▶ _Problem to solve_
Please copy the rows below, replacing "drop a marker" with "place a dot" wherever it occurs and leaving everything else unchanged.

▶ _Input records_

....

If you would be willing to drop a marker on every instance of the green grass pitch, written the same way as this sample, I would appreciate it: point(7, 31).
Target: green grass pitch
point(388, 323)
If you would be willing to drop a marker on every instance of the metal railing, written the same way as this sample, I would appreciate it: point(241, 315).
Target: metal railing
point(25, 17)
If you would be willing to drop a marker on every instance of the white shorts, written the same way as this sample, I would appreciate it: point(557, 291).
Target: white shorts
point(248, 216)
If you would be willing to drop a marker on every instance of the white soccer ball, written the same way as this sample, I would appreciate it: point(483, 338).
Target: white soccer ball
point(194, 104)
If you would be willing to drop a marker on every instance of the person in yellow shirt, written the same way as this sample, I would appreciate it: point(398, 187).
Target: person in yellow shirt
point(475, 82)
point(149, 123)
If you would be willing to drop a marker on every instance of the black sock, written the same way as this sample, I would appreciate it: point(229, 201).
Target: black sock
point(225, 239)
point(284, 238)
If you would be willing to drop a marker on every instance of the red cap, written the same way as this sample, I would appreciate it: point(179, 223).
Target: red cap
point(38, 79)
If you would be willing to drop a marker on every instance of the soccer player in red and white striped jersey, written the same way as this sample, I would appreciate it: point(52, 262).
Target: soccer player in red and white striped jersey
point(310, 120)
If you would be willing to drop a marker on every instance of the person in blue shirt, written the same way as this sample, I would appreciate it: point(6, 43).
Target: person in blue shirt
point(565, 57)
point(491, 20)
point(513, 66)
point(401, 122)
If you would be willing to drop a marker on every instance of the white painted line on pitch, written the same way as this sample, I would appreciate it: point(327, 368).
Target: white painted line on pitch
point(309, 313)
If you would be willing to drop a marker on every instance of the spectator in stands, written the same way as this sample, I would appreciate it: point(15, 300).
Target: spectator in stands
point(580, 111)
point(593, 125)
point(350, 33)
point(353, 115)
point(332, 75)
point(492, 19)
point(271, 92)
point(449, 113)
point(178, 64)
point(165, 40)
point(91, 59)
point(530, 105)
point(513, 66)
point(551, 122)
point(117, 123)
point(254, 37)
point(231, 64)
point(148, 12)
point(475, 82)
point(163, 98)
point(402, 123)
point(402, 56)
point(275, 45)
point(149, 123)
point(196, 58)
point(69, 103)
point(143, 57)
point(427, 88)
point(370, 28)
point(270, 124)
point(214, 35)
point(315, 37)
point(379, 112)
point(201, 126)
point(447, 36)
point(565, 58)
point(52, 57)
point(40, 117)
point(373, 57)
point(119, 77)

....

▶ _Response for this exercise_
If you would be willing to place a dot on every instance of the green grass pitch, written the same way as this sample, I would appreciate it: point(7, 31).
Target: green grass pitch
point(388, 323)
If you would be willing to place a dot on every instance of the metal railing, written the same way as this sample, I would appreciate it: point(241, 315).
Target: metal railing
point(25, 17)
If you would be willing to place a dot on every instance of the white shorts, written the same way as this sample, I would appreciate it: point(557, 291).
Target: white shorts
point(248, 216)
If you would be willing to place a dot on every instance of the white soccer ball, written the same way as this sample, I would appreciate it: point(483, 338).
Target: white soccer ball
point(194, 104)
If you would be willing to place a dot on every instance of the person in yellow shirt, written the same way as this sample, I would appreciate it: point(398, 187).
Target: person in yellow shirt
point(475, 82)
point(149, 123)
If you would be willing to place a dot on every instance of the black sock, written the same way as this sample, I would appreciate it: point(229, 201).
Target: black sock
point(225, 239)
point(284, 238)
If you would be willing to place a dot on every instance of the red cap, written the same way as this sample, I would appreciate it: point(179, 223).
Target: red cap
point(38, 79)
If you would be willing to place a dot on every instance of the soccer player in red and white striped jersey, written the same way as this sample, I would appreciate it: point(52, 262).
Target: soccer player in red and white striped jersey
point(310, 120)
If you would be willing to place a dot on every instance of the person in blue shirt, written the same way as this sample, I would appreciate it: point(6, 43).
Target: person in blue shirt
point(565, 57)
point(491, 20)
point(513, 66)
point(401, 122)
If you would be willing to place a dot on every instance of the white painted line on pitch, written the same way as this sample, I would appreciate it: point(327, 368).
Target: white painted line on pitch
point(309, 313)
If you would be willing to place a dot on every instance of the spectator in stands, written the same way as this sample, I would appreciate it: point(15, 300).
Target: spectator in stands
point(580, 111)
point(593, 125)
point(350, 33)
point(353, 115)
point(332, 75)
point(492, 19)
point(271, 92)
point(449, 113)
point(178, 64)
point(165, 40)
point(91, 59)
point(530, 105)
point(513, 66)
point(551, 122)
point(117, 123)
point(254, 37)
point(231, 64)
point(148, 12)
point(475, 82)
point(163, 98)
point(402, 123)
point(402, 56)
point(275, 45)
point(149, 123)
point(196, 58)
point(69, 103)
point(143, 57)
point(427, 88)
point(370, 28)
point(270, 124)
point(214, 35)
point(315, 37)
point(379, 112)
point(201, 126)
point(447, 36)
point(565, 58)
point(52, 57)
point(40, 117)
point(373, 57)
point(119, 77)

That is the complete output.